(EXERCISE TEXT begins)

The play has a fittingly unrelenting 80-minute run time with no interval, the heart of the action takes place within the two cells in which Mr Valdez (Ali) and Wallace (Harrington) are imprisoned for unknown reasons in an unnamed country currently under a totalitarian regime. Both characters, we are told, previously led very ordinary lives. Mr Valdez was an actor in a theatre company and Wallace a town doctor ‘of sorts’. Each believes they have been locked away for ‘next to nothing’, neither ever fully disclosing their crime or indeed the nature of their sentence. Both mourn their freedom, however, and struggle to cling to the memories of their daily lives before imprisonment, joking that perhaps it would have been more worth it to have actually done something they believe to be against the state.
With a staging reminiscent of Waiting for Godot and of course, other much darker political exposés like Orwell’s 1984, Patarkatsishvili has cleverly conjured a snapshot of the lives of those abandoned, as it were, by society at large. Out of sight and out of mind, they are left at the mercy of their captors and subjected to endless acts of cruelty - death being their only logical escape.
From the onset, our cast appears weary and dejected, passing their time playing games through the dividing wall and testing their memories to prevent the inevitable onset of madness and despair. As each laments their own situation, we gauge a pervasive sense of empathy and pity for their fellow characters, especially when an inmate is taken off stage for their ritual interrogation/ torture session.
Throughout, the inmates flit between states of passivity, fear, paranoia and minor feelings of hope. Each emotion wreaks havoc emotionally and physically. Neither inmate can quite come to terms with the reality of their situation - as Mr Valdez relates hearing from ‘the women in the cell between [he and Wallace] - a being as old as time, who voiceless mutters tales about the nature of the world, how both the prison and the regime have always manifested in one way or another throughout history’. Meanwhile, Wallace seeks to maintain control over his mind, his words and his ability to love - the three things he believes he still has autonomy over. Each has come to depend on the other for company, a sense of reality and of defiance against futility and complete abandonment. Perhaps this is why one of the harshest moments of the play involves the realisation of the shortfalls of their very relationship. As Mr Valdez reminds Wallace, neither have ever actually met and are, despite having communicated for three years, still relative strangers.

(EXERCISE TEXT ends)
(EXTRACTED MATERIAL begins)

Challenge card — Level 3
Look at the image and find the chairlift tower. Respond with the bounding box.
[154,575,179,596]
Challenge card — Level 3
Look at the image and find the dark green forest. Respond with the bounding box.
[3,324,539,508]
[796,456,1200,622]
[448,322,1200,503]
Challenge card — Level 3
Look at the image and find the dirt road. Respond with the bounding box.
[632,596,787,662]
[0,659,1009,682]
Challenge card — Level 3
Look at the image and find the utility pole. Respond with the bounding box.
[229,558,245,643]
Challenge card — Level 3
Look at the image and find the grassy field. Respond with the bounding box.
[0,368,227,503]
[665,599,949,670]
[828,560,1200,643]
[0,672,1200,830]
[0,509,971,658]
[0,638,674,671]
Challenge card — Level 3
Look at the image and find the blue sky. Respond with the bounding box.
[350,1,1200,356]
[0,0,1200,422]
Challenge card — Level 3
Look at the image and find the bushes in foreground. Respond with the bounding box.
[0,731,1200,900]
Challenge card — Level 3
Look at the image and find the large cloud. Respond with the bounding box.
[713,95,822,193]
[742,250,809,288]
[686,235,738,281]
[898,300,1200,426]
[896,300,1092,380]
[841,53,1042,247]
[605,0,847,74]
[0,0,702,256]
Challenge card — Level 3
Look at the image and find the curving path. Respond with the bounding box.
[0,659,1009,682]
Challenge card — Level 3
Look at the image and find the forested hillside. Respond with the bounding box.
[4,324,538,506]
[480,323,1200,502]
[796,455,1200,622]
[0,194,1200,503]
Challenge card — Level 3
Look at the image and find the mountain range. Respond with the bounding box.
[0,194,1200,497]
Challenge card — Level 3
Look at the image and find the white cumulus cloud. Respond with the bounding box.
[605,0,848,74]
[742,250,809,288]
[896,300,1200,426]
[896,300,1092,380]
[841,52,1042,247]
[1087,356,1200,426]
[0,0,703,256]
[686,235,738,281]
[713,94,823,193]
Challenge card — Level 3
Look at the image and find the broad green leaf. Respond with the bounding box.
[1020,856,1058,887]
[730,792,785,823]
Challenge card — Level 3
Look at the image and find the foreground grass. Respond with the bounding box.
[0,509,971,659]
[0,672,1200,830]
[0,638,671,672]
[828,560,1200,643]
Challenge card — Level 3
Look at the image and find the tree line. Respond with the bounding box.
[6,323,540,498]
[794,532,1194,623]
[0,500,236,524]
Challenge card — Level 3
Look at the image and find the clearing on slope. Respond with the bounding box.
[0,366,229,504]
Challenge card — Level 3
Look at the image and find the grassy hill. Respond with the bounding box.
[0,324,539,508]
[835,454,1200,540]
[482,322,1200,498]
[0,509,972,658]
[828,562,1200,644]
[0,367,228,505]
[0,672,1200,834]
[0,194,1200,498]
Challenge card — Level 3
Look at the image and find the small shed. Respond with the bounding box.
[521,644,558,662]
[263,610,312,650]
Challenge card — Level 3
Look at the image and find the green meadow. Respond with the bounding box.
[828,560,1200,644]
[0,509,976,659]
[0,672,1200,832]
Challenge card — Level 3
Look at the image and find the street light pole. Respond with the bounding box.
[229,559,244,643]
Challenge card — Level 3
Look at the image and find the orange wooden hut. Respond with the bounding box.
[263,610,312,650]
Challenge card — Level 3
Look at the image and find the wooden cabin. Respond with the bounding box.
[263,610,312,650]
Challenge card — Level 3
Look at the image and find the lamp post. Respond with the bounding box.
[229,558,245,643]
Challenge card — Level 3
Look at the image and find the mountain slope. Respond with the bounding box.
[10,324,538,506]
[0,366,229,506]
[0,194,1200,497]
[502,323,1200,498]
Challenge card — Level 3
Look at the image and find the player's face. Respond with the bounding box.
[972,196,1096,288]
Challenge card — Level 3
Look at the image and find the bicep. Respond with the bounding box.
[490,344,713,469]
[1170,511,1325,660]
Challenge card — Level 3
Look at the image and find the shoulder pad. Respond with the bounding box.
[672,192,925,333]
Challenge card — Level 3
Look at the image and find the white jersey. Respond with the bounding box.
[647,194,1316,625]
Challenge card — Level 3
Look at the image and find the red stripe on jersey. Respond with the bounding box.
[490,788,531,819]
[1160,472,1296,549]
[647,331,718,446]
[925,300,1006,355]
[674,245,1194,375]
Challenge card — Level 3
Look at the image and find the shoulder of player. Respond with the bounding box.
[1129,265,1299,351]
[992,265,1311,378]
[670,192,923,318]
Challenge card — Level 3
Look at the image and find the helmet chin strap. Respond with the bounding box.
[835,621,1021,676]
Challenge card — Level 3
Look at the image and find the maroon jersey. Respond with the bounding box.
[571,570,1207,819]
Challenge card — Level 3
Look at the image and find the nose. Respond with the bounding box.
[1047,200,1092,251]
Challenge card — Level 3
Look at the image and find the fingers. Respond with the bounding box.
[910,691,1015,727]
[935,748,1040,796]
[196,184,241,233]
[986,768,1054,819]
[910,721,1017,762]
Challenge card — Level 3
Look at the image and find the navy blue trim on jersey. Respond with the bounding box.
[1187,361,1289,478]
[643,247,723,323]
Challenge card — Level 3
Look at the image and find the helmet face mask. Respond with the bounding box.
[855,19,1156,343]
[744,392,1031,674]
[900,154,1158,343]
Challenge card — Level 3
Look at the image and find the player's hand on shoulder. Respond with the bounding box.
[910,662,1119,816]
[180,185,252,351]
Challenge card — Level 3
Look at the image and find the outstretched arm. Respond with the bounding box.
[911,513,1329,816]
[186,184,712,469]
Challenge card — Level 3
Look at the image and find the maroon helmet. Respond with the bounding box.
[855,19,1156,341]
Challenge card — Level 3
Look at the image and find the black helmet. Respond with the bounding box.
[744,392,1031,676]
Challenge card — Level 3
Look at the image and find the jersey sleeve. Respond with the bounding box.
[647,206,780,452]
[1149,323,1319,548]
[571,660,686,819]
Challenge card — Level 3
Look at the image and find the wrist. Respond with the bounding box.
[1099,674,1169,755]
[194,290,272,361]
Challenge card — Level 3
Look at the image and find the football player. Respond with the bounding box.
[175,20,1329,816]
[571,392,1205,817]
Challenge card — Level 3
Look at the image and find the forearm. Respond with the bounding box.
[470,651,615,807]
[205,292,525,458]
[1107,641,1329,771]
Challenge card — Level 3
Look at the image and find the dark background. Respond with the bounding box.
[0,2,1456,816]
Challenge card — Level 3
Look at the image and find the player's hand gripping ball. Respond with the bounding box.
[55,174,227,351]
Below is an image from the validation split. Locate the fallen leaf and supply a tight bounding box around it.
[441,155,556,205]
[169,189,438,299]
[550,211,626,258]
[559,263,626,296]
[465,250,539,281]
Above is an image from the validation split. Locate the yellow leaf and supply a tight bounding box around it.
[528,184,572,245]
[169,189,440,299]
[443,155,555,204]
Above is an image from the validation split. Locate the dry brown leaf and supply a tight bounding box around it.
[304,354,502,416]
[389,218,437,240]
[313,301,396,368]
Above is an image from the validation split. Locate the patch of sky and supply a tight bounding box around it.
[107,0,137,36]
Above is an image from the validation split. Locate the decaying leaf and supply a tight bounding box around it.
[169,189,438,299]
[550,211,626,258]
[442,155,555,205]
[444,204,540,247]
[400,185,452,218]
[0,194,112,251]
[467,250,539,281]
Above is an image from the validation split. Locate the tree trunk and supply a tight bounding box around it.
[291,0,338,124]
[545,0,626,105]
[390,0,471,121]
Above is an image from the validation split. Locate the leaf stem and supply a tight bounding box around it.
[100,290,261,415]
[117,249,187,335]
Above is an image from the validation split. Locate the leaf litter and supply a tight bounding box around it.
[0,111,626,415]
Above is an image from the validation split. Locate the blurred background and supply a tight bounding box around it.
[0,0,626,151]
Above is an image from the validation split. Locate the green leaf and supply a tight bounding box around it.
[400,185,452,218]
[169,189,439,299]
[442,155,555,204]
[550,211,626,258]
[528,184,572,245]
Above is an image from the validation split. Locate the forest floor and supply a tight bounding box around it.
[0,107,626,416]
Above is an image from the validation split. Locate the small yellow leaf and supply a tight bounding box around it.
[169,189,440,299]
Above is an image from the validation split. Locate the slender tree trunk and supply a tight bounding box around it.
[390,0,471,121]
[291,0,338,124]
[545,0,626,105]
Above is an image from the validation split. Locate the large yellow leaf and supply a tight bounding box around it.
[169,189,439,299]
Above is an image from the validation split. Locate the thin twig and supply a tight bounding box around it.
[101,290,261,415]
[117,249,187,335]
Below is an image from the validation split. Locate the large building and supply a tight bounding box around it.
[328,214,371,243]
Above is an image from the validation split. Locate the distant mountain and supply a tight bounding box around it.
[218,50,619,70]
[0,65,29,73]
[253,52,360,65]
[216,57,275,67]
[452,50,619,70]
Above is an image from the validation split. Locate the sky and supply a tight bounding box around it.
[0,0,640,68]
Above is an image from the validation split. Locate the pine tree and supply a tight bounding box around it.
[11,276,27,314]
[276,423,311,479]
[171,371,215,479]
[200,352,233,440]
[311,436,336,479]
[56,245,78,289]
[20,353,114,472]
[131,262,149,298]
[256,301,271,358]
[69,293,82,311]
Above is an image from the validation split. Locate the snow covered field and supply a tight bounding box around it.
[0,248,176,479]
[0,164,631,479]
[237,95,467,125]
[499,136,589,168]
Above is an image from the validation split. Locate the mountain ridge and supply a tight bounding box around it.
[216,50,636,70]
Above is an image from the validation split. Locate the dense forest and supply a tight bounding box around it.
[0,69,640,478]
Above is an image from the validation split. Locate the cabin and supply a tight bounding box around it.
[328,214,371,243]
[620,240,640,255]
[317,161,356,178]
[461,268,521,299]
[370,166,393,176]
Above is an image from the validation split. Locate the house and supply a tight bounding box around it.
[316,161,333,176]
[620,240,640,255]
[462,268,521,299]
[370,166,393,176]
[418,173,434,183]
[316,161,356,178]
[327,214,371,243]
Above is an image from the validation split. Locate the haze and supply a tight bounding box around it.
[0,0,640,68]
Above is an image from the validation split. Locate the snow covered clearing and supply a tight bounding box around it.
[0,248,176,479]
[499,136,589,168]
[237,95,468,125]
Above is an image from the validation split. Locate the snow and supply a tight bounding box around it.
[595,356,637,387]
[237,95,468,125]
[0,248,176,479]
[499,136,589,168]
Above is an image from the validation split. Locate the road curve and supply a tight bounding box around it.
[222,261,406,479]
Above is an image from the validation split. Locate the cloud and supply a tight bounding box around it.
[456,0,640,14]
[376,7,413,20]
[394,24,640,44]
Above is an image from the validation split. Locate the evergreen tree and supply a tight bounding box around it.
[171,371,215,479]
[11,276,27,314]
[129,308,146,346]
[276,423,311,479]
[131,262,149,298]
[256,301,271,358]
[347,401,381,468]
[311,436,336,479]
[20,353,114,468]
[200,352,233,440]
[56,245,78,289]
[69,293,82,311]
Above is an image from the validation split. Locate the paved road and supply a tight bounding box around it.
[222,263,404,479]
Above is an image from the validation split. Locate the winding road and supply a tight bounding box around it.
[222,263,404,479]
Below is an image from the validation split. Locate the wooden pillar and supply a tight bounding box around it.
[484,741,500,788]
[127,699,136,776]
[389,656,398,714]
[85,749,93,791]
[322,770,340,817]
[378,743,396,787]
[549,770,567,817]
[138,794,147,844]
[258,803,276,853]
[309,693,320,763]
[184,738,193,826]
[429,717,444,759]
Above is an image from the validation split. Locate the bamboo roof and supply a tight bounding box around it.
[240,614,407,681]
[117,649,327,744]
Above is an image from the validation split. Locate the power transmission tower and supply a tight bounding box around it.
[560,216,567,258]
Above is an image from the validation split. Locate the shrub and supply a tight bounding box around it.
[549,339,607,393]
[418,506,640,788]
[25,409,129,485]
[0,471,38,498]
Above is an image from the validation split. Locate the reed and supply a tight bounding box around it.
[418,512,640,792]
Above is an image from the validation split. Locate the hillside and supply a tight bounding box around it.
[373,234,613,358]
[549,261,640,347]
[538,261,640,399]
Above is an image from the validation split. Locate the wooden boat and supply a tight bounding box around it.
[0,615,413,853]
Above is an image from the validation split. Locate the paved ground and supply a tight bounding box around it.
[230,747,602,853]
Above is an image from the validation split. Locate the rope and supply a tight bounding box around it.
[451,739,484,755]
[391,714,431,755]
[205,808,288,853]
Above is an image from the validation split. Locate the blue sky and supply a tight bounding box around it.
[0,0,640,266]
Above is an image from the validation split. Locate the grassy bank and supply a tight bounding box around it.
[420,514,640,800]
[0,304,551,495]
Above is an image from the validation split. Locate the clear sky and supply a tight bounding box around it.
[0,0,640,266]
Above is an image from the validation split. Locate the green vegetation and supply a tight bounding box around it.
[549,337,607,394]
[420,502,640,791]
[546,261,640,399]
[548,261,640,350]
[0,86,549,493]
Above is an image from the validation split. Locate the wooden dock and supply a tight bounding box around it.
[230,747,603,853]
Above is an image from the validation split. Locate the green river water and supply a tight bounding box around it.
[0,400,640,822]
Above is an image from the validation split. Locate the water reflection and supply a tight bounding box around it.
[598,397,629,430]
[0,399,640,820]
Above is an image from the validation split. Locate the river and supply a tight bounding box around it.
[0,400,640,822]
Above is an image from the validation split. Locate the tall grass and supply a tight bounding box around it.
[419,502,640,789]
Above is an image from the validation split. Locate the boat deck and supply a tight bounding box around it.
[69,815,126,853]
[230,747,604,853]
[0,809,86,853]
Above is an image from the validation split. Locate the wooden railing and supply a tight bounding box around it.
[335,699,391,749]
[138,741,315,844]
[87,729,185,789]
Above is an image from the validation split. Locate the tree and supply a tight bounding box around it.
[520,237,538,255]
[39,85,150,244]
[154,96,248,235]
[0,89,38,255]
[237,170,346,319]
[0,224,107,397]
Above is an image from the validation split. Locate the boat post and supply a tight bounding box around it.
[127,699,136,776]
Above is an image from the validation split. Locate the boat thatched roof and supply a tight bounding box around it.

(EXTRACTED MATERIAL ends)

TASKS TO PERFORM>
#1 According to the play review, what work did Mr Valdez do before he was imprisoned?
#2 Extend the play review past its final sentence.

ANSWER SET>
#1 He was an actor in a theatre company.

#2
Here, the vulnerability of the human state and our seemingly absurd yet persistent instinct to survive even in the most extreme of situations, is deliberately pried open and investigated. The dialogue between Wallace and Mr Valdez leans towards philosophical evaluation of the complexity of the human condition, especially under such intense affliction. Captivity and isolation persist throughout the narrative - ‘all regimes are the regime’ states, Mr Valdez, as he and Wallace question if mankind can ever truly be free, and indeed what freedom even means.
An unexpected dramatic turn comes from Tomlinson as the prison guard, burdened with feelings of empathy for the inmates. It is his duty to enact torturous punishments on the prisoners, from the downright brutal to those designed to ‘chisel…sand the will to nothing’. However, these mental, physical and psychological cruelties he must inflict start to strain. Punished by the powers that be for fraternising with the inmates, he struggles to remove their humanity from his mind and wishes them dead so he may be relieved of his own guilt and commiseration. This is a deep and inventive solution for investigating both sides of such a regime - enriching the play with not only a lament on the mentality of prisoners but also their oppressors.
Indeed, whilst the action does not leave the cells of Wallace and Valdez, we are transported by the depth and evocative potential of Wright’s myriad language. Lightning and sound play a role here too, enlivening the space and skilfully keeping both prisoners (and the audience) on edge.
On the whole, this is a rich adaptation of a textured dramatic piece. Whilst harrowingly stark and ruthless given its subject, it is stimulating and all the more thought-provoking for this. A completely no-bars-held work, it is well worth a viewing over its limited run at Riverside.
At Riverside Studios until 14 December 2024.